(Point localization data):
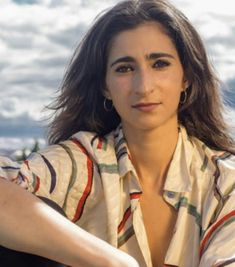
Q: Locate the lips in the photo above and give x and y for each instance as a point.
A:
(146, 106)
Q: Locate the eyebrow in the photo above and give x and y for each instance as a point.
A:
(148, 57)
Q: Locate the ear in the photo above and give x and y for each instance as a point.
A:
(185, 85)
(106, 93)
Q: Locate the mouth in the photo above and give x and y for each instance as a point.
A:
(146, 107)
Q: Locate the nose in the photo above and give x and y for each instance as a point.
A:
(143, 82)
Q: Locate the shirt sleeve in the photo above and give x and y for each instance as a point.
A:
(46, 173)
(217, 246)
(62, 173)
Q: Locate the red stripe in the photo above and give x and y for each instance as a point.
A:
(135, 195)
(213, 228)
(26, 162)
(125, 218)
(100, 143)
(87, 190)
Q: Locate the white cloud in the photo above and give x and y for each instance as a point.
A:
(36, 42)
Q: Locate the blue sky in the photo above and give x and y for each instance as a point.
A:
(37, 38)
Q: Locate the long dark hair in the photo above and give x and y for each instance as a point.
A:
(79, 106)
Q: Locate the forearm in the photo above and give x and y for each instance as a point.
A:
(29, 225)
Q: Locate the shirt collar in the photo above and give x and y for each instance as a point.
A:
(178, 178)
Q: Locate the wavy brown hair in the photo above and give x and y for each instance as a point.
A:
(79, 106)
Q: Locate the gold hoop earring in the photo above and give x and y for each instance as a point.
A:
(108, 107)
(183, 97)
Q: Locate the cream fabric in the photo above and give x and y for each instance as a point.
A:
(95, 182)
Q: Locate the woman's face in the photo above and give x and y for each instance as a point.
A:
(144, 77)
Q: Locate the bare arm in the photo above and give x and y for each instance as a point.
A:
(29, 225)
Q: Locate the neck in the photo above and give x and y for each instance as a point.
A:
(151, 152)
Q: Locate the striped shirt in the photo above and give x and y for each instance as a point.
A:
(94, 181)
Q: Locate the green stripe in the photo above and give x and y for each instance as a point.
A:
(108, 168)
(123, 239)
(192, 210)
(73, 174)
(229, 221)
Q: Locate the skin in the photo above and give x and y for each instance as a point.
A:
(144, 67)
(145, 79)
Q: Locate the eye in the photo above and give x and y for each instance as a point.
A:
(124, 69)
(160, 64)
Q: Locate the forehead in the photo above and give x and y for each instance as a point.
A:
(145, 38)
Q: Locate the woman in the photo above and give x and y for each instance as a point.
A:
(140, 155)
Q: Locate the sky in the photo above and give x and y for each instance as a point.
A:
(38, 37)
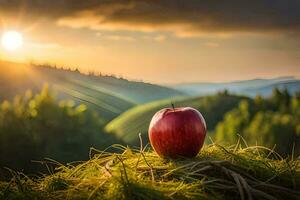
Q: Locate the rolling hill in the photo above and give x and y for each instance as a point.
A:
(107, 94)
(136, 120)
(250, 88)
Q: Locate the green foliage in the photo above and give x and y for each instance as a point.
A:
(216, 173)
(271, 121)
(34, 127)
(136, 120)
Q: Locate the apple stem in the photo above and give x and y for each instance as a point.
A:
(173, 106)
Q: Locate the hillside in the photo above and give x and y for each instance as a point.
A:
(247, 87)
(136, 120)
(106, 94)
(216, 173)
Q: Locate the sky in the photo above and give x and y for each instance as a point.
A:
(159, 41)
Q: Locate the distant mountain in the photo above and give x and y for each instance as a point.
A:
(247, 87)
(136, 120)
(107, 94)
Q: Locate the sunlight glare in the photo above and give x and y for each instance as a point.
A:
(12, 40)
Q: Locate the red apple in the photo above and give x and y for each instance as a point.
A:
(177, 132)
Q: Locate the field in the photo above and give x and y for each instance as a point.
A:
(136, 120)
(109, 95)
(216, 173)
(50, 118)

==

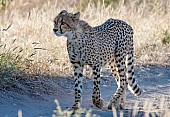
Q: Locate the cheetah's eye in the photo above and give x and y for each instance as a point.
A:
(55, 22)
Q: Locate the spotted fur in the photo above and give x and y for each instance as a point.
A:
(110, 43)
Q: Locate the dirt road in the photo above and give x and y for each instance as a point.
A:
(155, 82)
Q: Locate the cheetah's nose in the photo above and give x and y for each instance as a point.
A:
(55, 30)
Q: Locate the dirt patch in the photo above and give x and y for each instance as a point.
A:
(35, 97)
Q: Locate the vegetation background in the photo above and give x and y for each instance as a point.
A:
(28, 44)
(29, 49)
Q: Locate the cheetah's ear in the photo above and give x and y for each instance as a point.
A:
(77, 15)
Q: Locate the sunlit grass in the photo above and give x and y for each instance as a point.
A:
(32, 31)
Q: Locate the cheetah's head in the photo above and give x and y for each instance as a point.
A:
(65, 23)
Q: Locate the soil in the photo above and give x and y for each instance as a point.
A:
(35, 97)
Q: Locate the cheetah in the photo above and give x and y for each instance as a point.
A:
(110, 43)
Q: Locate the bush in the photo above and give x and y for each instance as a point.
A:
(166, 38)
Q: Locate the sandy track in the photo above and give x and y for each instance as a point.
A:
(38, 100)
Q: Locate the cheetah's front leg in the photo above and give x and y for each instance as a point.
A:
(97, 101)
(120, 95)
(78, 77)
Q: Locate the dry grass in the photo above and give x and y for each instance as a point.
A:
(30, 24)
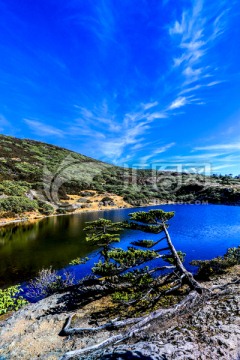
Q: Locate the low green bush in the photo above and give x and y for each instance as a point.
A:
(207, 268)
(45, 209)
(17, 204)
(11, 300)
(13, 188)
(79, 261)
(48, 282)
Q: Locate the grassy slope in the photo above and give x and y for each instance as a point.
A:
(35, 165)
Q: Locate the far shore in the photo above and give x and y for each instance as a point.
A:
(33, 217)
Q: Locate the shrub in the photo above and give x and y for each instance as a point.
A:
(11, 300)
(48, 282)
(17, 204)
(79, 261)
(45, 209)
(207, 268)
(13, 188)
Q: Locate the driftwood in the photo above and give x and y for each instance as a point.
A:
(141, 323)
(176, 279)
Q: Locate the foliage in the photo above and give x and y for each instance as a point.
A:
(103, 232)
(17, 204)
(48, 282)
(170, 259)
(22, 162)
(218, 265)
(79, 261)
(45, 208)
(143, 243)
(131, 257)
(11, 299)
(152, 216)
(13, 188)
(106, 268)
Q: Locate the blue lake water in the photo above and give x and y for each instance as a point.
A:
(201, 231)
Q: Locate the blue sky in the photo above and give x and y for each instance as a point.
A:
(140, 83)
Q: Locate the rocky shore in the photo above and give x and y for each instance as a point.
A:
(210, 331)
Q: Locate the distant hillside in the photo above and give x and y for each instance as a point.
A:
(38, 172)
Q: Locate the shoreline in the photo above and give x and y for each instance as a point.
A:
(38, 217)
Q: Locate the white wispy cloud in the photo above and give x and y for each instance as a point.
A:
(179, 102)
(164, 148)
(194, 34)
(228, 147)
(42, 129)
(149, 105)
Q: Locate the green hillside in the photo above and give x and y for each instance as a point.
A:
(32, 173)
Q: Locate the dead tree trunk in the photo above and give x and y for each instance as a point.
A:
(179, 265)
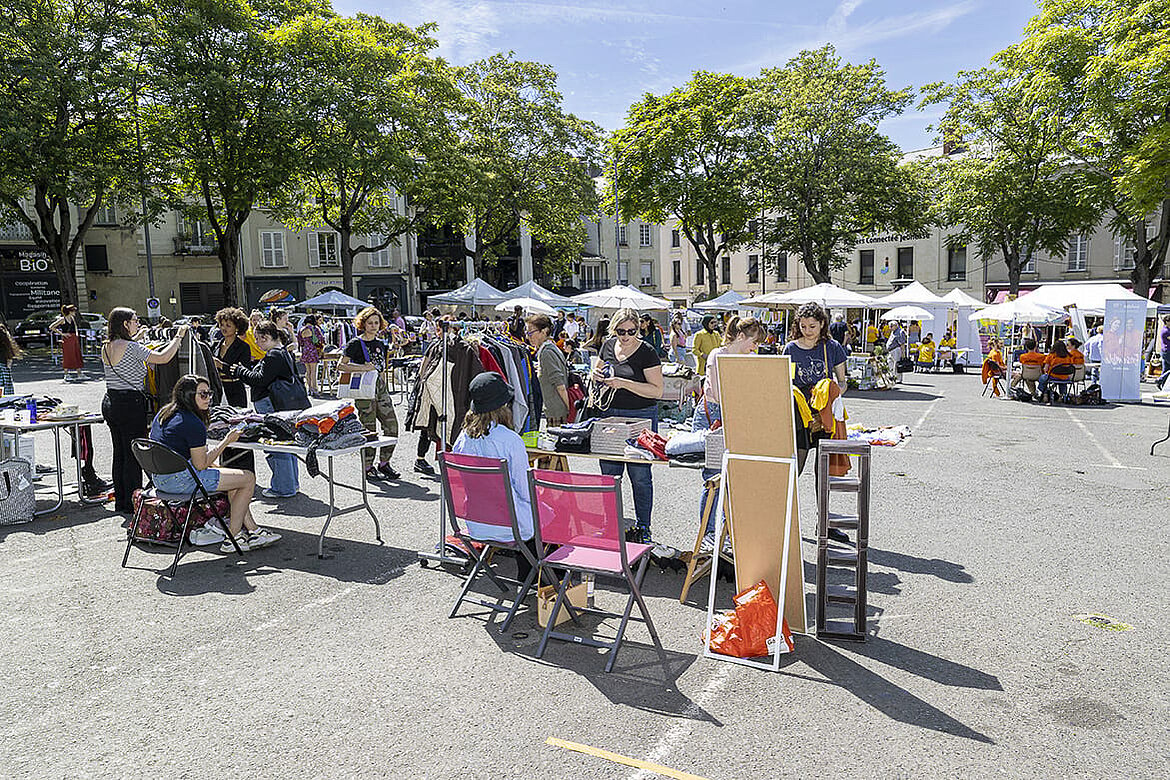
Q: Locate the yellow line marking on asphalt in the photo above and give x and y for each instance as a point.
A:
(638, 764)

--

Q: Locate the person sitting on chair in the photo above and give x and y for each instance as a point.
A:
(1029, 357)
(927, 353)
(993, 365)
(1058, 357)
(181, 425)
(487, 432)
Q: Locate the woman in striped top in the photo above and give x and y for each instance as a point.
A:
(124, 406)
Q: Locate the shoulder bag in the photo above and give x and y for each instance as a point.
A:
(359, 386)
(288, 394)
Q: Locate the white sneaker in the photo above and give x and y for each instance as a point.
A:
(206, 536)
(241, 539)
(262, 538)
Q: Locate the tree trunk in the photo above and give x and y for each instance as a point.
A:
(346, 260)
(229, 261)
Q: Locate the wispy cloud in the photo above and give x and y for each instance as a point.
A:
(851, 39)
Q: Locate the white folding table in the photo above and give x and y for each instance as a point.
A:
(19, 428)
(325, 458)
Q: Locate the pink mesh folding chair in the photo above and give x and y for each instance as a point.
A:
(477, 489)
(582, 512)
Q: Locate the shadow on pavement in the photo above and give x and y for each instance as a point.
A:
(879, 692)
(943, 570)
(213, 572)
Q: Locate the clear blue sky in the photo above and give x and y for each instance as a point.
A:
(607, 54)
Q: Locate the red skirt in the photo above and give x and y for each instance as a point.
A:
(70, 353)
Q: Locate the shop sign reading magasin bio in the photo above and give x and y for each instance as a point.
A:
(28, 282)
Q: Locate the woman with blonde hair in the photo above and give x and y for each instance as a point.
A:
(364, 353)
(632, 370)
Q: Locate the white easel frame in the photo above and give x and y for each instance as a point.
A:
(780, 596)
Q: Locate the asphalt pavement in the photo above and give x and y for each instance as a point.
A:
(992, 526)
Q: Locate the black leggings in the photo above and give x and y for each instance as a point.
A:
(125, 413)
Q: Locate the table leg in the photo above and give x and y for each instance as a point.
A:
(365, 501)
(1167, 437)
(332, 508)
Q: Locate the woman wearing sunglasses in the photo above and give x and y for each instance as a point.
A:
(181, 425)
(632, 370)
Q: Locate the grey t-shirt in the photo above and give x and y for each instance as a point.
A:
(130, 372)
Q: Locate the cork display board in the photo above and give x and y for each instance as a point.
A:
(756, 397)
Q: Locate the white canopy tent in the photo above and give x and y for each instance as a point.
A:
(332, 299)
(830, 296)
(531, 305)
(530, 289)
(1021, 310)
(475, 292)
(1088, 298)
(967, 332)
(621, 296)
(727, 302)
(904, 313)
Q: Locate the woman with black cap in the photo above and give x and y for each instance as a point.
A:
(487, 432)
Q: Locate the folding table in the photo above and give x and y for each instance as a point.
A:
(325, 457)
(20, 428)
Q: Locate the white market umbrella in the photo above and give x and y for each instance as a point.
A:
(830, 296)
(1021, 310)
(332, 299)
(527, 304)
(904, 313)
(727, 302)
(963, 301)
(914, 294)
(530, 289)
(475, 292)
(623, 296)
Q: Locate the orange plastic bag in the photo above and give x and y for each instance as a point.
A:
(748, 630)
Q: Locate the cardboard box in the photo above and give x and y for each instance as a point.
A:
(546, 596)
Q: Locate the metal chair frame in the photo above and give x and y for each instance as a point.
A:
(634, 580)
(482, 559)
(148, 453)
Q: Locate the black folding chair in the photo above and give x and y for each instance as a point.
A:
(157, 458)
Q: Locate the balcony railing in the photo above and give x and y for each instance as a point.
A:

(Task item): Using the entries above, return exactly the lines from the line with "Q: Locate the lips" to the line with "Q: Locate the wavy", counting both of those lines.

(Result below):
Q: Locate the lips in the photo above and give x and y for each instance as a point.
A:
(146, 106)
Q: Locate the eyebrow in the photo above and give x and y for each instance as a point.
A:
(148, 57)
Q: Locate the ear in the photo above and give x and y for each instance as a point.
A:
(185, 85)
(106, 93)
Q: Locate the mouth in the photo above and give x and y for each instance as a point.
A:
(146, 107)
Q: Locate the nose in the photo above and give x and y for each instance as a point.
A:
(143, 82)
Q: Locate the shirt sleeve in the photo above and give x and y for each instance as a point.
A:
(46, 173)
(217, 246)
(62, 173)
Q: Locate the red stripe in the photo above and give x and y for each instance as a point.
A:
(135, 195)
(213, 228)
(26, 162)
(125, 218)
(100, 143)
(87, 190)
Q: Locate the white cloud in the photo above and give x and y for each instance as a point.
A:
(36, 42)
Q: Locate the blue sky in the photo above and give x and y for each instance as a point.
A:
(37, 38)
Q: Locate the long dark hair in the photo above and give x and y for each instance as a point.
A:
(79, 106)
Q: Locate the forearm in the photo above and give x and y for each instance as a point.
A:
(29, 225)
Q: Locate the shirt collar in the photo above and give x and y for each instance as a point.
A:
(178, 178)
Q: Locate the wavy brown hair in the photo above and give x and y for each instance as a point.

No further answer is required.